**EXTRACT PROVIDED**:
1. Evidence Brief (Case Researcher)

Financial Metrics

  • Market Share: Parque del Sendero (PDS) holds 22% of the Chilean death care market (Exhibit 1).
  • Pricing: PDS operates in the middle-to-low segment; competitors like Parque del Recuerdo occupy the premium segment with higher margins.
  • Revenue Drivers: Primarily pre-need sales (contracts sold before death) vs. at-need sales (immediate demand). Pre-need sales account for the majority of cash flow (Paragraph 14).
  • Cost Structure: High fixed costs associated with land maintenance and perpetual care obligations (Paragraph 22).

Operational Facts

  • Business Model: Cemetery development and funeral services. Long-term liability model where PDS must maintain grounds indefinitely (Paragraph 18).
  • Geography: Operations concentrated in Chile, with multiple park locations across major urban centers (Exhibit 2).
  • Sales Force: Heavy reliance on direct sales agents; high turnover rates identified as a structural issue (Paragraph 31).

Stakeholder Positions

  • Management: Concerned about declining market share and the perception of the brand as a commodity provider (Paragraph 40).
  • Customers: Price-sensitive but increasingly demanding higher service quality and aesthetic appeal (Paragraph 45).

Information Gaps

  • Specific breakdown of customer acquisition costs (CAC) per sales channel.
  • Detailed churn rates for pre-need contract holders.
  • Comparative margin data between PDS and its primary competitor, Parque del Recuerdo.

2. Strategic Analysis (Strategic Analyst)

Core Strategic Question

  • How can PDS transition from a volume-based, low-margin model to a premium-positioned brand without alienating its core customer base or triggering excessive operational costs?

Structural Analysis

  • Competitive Rivalry: High. The market is saturated. Differentiation is purely based on brand perception and aesthetic quality of the parks.
  • Buyer Power: Moderate. High switching costs for pre-need contracts, but low loyalty for new entrants.

Strategic Options

  • Option 1: Premium Repositioning. Invest in park upgrades and service training. Trade-off: High upfront capital expenditure; risks losing current price-sensitive segment.
  • Option 2: Digital Sales Transformation. Move sales force to a hybrid model with digital lead generation. Trade-off: Requires significant cultural shift in a traditional, relationship-heavy sales culture.
  • Option 3: Consolidation and Efficiency. Focus on operational excellence and cost-cutting. Trade-off: Does not solve the long-term stagnation of market share.

Preliminary Recommendation

  • Adopt Option 1 combined with Option 2. PDS must differentiate through service and environment to justify price increases, while modernizing the sales pipeline to reduce reliance on ineffective traditional agents.

3. Implementation Roadmap (Operations Specialist)

Critical Path

  • Month 1-3: Audit of park facilities and identification of high-impact, low-cost aesthetic improvements.

**PROBLEMS TO SOLVE**:
1. State whether each statement agrees with the Parque del Sendero brief, answering yes or no and quoting the words from the brief that settle it: (a) PDS holds 22% of the Chilean death care market. (b) At-need sales account for the majority of cash flow. (c) The preliminary recommendation is to adopt Option 3 on its own.
2. Write out the part of the Parque del Sendero brief that begins at the words "2. Strategic Analysis" and stops after "of the parks.".
You won't need the material that comes after this.

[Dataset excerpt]
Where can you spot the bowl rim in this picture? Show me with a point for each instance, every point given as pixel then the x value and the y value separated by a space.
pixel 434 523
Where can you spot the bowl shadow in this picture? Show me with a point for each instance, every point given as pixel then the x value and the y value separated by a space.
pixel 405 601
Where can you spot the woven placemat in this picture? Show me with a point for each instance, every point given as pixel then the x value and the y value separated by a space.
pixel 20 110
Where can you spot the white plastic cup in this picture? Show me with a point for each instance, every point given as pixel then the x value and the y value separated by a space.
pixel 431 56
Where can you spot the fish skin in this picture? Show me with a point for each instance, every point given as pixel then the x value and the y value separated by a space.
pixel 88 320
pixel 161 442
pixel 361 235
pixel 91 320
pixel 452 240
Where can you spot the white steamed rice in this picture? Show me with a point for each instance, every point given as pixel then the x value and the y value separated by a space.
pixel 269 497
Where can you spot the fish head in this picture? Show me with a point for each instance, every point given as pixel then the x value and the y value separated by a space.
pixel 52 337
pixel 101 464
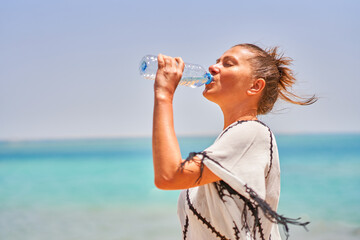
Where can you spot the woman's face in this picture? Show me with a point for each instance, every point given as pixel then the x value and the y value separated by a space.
pixel 231 77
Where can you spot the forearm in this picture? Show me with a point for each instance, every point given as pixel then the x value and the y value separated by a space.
pixel 166 150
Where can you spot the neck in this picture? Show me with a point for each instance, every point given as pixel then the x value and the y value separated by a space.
pixel 238 113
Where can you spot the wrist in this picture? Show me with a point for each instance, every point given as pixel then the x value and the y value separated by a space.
pixel 161 96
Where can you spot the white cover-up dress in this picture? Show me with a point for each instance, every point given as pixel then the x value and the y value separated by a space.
pixel 243 204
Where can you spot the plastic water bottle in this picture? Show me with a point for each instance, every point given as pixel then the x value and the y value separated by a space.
pixel 193 76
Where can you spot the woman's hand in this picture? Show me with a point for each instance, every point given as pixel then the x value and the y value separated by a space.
pixel 168 76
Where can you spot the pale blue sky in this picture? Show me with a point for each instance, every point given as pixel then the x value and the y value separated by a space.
pixel 70 68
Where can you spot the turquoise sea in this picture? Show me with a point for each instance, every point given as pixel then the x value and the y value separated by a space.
pixel 103 188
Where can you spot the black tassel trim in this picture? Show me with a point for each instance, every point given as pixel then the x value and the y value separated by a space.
pixel 202 219
pixel 272 215
pixel 252 206
pixel 186 227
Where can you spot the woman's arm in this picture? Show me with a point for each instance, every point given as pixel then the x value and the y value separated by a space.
pixel 166 150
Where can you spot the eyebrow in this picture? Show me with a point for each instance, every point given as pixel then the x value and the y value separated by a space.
pixel 231 58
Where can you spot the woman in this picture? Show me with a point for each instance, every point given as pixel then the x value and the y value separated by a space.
pixel 232 188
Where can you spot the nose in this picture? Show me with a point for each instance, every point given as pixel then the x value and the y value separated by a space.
pixel 214 69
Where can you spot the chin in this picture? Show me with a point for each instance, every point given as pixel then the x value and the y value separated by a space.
pixel 209 95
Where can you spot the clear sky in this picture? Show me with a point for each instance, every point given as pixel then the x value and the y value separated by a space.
pixel 70 68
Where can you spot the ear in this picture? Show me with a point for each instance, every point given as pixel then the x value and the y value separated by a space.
pixel 257 87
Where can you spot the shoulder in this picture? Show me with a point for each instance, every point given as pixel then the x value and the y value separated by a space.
pixel 250 129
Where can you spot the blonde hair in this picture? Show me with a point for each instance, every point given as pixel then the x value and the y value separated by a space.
pixel 273 68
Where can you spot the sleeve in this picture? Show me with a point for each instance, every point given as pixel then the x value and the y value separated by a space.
pixel 240 156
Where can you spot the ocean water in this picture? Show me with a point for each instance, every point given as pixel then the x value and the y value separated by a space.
pixel 103 188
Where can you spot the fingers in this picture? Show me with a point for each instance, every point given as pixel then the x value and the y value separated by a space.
pixel 161 61
pixel 180 63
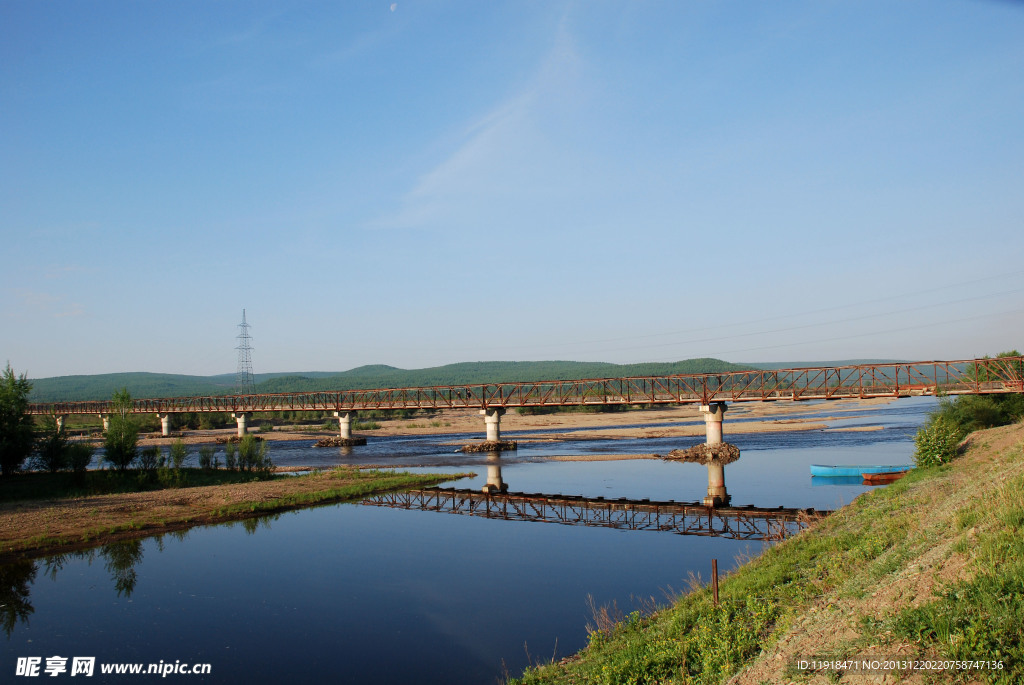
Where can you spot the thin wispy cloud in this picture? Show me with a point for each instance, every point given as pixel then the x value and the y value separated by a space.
pixel 47 304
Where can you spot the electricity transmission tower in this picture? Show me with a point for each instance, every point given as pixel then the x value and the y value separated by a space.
pixel 244 384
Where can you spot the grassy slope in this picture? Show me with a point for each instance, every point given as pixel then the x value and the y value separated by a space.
pixel 931 566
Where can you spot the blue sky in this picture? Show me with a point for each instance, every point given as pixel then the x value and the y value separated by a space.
pixel 425 182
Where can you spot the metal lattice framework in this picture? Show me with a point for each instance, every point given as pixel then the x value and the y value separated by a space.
pixel 987 376
pixel 679 518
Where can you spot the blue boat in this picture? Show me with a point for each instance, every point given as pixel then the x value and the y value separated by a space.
pixel 843 471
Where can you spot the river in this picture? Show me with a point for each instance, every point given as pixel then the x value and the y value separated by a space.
pixel 350 593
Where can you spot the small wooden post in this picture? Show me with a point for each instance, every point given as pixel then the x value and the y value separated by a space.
pixel 714 580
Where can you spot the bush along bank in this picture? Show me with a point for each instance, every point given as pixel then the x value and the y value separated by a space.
pixel 930 567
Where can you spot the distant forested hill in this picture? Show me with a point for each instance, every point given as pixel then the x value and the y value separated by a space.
pixel 76 388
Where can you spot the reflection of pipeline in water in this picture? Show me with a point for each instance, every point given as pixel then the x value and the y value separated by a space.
pixel 679 517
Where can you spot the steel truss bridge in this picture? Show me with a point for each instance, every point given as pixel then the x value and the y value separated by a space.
pixel 986 376
pixel 680 518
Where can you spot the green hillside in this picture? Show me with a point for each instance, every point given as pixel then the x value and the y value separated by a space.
pixel 141 385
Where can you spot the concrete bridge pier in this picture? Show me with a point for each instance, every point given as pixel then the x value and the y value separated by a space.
pixel 714 416
pixel 345 424
pixel 495 482
pixel 493 421
pixel 242 418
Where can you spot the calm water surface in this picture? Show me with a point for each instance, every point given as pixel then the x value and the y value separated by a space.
pixel 348 593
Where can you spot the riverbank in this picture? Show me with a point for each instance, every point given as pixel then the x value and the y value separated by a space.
pixel 757 418
pixel 37 527
pixel 930 567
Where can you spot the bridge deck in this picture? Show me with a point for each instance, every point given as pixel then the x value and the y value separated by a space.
pixel 1001 375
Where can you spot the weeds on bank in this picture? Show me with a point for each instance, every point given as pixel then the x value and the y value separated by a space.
pixel 981 617
pixel 844 556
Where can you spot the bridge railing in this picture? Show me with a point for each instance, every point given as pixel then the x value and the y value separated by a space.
pixel 884 380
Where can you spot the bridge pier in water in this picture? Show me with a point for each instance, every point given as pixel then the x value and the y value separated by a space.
pixel 242 419
pixel 714 416
pixel 493 422
pixel 344 424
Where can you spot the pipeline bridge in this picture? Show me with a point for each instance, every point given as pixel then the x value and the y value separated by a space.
pixel 676 517
pixel 981 376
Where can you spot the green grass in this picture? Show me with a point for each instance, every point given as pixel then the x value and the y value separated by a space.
pixel 849 556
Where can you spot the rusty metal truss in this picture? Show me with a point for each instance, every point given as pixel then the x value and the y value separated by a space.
pixel 679 518
pixel 873 380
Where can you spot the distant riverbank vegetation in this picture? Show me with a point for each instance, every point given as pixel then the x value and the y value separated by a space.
pixel 939 440
pixel 143 385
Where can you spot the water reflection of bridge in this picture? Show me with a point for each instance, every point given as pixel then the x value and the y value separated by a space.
pixel 682 518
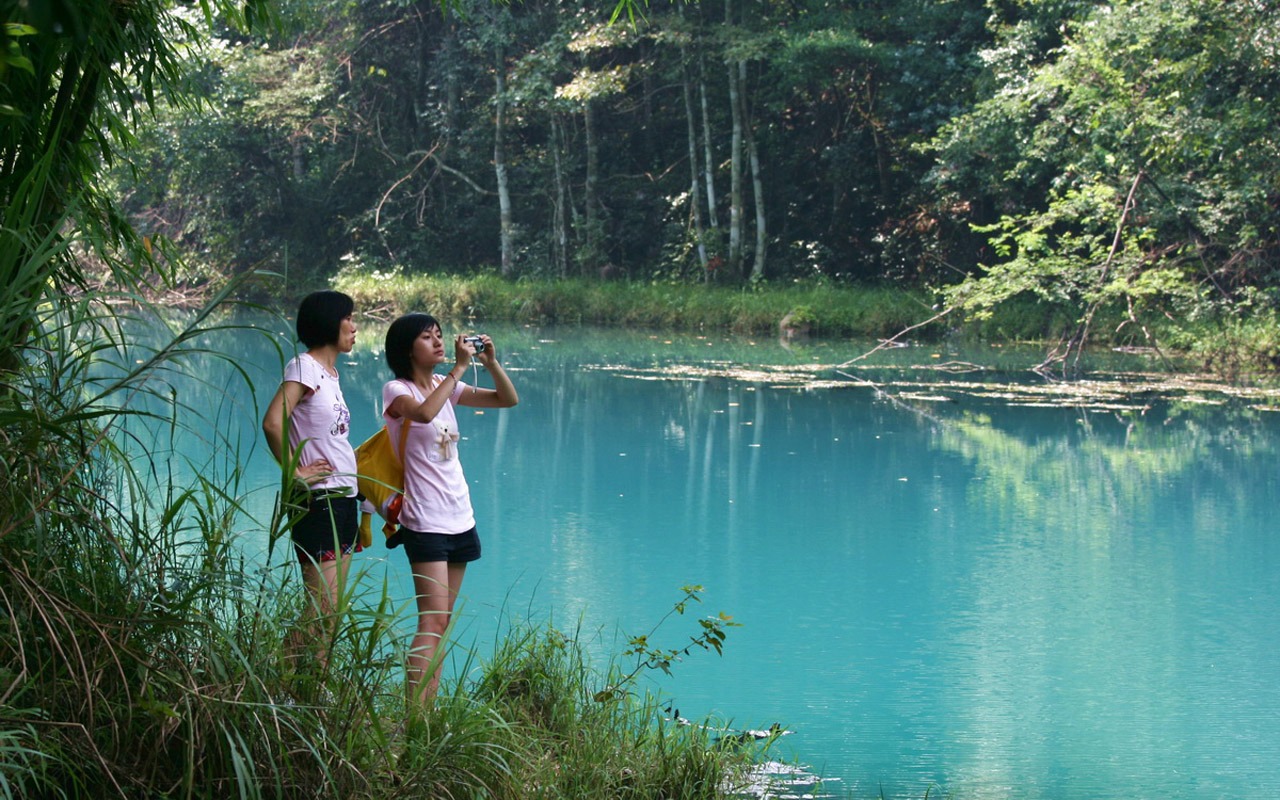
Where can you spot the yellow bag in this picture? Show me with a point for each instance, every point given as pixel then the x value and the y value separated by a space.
pixel 380 479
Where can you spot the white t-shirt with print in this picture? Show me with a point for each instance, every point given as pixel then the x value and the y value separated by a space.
pixel 320 423
pixel 437 497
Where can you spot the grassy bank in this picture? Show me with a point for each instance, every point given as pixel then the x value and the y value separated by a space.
pixel 141 652
pixel 1228 344
pixel 824 310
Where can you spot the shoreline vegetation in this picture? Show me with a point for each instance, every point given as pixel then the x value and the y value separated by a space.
pixel 141 652
pixel 1233 347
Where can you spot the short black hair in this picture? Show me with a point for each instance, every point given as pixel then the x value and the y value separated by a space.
pixel 400 342
pixel 320 316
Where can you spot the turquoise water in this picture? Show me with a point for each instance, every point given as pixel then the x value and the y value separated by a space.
pixel 947 579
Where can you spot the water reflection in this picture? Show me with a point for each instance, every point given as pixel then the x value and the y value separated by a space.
pixel 983 583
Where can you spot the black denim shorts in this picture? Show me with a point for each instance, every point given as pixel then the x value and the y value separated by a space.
pixel 328 530
pixel 453 548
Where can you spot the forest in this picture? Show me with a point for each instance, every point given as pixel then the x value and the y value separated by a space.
pixel 1101 158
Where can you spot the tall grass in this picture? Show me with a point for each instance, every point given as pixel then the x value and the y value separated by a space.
pixel 141 656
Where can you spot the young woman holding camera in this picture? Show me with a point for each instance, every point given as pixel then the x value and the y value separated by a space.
pixel 437 522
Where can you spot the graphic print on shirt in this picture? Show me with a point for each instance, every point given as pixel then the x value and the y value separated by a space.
pixel 341 419
pixel 444 446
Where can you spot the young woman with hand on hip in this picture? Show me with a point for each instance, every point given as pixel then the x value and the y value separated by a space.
pixel 437 522
pixel 310 407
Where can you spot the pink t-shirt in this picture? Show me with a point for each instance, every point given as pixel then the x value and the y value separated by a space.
pixel 437 497
pixel 320 423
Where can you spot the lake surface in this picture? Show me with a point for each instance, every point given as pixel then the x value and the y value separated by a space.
pixel 949 579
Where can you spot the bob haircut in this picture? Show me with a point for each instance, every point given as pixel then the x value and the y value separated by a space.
pixel 320 316
pixel 400 342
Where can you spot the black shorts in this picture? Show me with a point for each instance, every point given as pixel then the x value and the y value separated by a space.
pixel 328 530
pixel 453 548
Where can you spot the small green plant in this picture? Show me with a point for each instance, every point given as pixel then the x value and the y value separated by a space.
pixel 711 636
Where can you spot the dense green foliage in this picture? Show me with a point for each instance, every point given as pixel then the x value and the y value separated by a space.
pixel 140 656
pixel 1109 158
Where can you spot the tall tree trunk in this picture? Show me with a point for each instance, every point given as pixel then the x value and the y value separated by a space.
pixel 757 178
pixel 560 218
pixel 708 155
pixel 695 201
pixel 499 164
pixel 593 223
pixel 735 187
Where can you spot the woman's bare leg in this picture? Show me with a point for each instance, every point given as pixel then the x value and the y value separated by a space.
pixel 437 585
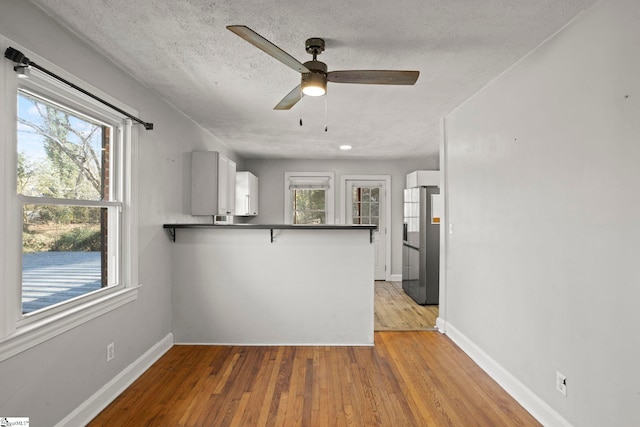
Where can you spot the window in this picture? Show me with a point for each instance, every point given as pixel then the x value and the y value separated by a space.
pixel 365 205
pixel 69 203
pixel 308 198
pixel 68 223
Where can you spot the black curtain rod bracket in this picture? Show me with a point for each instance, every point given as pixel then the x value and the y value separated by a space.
pixel 22 61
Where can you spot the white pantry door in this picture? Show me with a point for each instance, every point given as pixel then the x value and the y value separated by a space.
pixel 365 204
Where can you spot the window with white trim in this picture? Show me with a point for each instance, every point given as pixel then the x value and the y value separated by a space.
pixel 70 200
pixel 70 223
pixel 309 198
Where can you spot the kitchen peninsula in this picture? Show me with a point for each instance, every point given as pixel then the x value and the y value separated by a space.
pixel 258 284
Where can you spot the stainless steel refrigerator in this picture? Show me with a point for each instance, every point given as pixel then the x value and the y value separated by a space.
pixel 421 246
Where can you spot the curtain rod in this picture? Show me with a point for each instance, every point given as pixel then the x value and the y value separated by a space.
pixel 23 62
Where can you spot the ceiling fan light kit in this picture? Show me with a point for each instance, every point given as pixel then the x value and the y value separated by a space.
pixel 315 82
pixel 314 75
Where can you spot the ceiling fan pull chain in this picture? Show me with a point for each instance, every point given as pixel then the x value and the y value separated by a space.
pixel 300 109
pixel 325 112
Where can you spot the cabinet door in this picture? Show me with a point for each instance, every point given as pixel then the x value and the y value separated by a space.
pixel 223 185
pixel 253 194
pixel 246 194
pixel 226 185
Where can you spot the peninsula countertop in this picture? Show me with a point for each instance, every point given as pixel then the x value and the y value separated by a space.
pixel 171 228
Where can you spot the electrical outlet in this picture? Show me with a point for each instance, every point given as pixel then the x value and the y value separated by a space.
pixel 111 352
pixel 561 383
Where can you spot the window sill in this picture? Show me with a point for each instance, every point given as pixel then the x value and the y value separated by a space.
pixel 42 330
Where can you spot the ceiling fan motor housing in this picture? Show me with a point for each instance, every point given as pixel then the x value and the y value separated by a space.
pixel 317 77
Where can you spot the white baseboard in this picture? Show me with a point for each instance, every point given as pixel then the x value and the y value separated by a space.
pixel 540 410
pixel 107 394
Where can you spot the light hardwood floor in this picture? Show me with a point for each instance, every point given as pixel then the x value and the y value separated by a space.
pixel 407 379
pixel 396 311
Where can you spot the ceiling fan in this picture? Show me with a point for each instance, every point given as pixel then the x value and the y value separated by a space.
pixel 314 73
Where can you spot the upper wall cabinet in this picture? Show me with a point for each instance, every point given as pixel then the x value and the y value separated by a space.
pixel 213 183
pixel 246 194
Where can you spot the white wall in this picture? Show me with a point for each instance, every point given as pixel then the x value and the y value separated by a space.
pixel 49 381
pixel 543 194
pixel 307 287
pixel 271 192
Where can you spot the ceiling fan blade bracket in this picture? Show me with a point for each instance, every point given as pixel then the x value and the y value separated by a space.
pixel 268 47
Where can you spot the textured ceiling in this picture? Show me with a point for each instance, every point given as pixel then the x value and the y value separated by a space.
pixel 183 51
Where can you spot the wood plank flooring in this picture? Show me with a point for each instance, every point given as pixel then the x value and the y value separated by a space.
pixel 396 311
pixel 407 379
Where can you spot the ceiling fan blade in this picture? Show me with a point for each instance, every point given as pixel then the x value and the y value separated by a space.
pixel 290 100
pixel 271 49
pixel 379 77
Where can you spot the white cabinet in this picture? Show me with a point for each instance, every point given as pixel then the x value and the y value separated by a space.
pixel 423 178
pixel 246 194
pixel 213 183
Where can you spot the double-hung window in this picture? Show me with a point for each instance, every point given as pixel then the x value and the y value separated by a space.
pixel 309 198
pixel 71 200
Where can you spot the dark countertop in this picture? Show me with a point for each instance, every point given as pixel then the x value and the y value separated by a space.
pixel 276 226
pixel 171 228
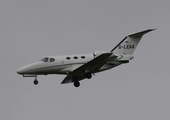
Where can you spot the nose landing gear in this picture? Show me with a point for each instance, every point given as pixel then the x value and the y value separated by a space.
pixel 36 81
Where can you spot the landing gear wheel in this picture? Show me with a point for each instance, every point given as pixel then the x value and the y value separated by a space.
pixel 35 82
pixel 76 83
pixel 88 75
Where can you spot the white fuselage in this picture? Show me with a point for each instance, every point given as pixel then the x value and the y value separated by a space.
pixel 61 65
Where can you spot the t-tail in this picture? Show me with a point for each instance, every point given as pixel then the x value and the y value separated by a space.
pixel 129 43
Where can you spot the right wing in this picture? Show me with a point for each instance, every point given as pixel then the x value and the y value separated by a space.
pixel 91 66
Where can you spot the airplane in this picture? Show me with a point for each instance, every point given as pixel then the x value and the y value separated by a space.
pixel 82 66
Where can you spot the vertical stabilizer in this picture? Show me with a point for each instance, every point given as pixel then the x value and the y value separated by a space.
pixel 129 43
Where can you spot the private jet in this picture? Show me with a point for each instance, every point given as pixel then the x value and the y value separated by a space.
pixel 82 66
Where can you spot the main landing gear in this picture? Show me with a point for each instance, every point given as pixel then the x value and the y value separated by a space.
pixel 77 83
pixel 36 81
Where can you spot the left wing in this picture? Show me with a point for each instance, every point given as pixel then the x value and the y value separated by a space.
pixel 91 66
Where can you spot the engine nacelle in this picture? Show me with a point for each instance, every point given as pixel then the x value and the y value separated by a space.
pixel 97 53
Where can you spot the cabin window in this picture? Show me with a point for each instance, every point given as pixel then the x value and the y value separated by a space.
pixel 75 57
pixel 52 59
pixel 83 57
pixel 45 59
pixel 68 58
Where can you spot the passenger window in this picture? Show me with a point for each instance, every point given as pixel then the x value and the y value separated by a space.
pixel 45 59
pixel 75 57
pixel 52 59
pixel 68 58
pixel 83 57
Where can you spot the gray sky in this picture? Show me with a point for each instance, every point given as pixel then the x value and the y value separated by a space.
pixel 32 29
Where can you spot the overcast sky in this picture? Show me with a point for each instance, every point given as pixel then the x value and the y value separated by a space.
pixel 32 29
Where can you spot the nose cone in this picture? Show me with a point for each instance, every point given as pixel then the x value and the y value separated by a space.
pixel 20 71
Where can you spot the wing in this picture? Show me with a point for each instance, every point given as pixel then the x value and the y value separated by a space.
pixel 91 66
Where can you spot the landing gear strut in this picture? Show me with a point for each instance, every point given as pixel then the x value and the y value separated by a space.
pixel 35 81
pixel 76 83
pixel 88 75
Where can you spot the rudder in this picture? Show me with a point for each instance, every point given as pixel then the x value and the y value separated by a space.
pixel 129 43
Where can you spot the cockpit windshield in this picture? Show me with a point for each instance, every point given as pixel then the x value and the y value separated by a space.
pixel 45 59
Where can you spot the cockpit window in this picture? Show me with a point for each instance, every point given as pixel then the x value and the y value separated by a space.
pixel 45 59
pixel 52 59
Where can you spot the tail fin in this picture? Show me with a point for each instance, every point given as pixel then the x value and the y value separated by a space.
pixel 129 43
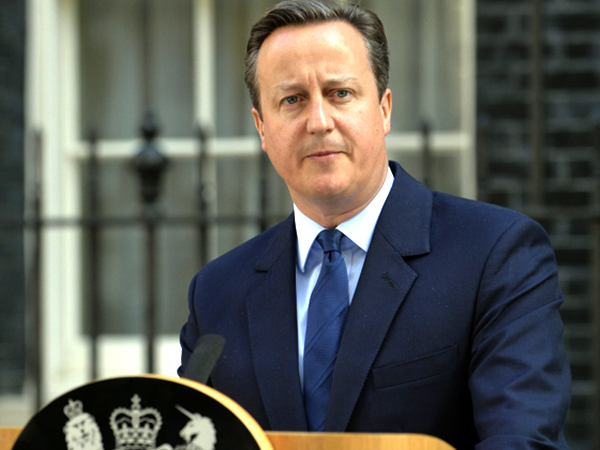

**SOLUTIONS BELOW**:
1.
(a) Yes: "Parque del Sendero (PDS) holds 22% of the Chilean death care market"
(b) No: "Pre-need sales account for the majority of cash flow"
(c) No: "Adopt Option 1 combined with Option 2."

2.
2. Strategic Analysis (Strategic Analyst)

Core Strategic Question

  • How can PDS transition from a volume-based, low-margin model to a premium-positioned brand without alienating its core customer base or triggering excessive operational costs?

Structural Analysis

  • Competitive Rivalry: High. The market is saturated. Differentiation is purely based on brand perception and aesthetic quality of the parks.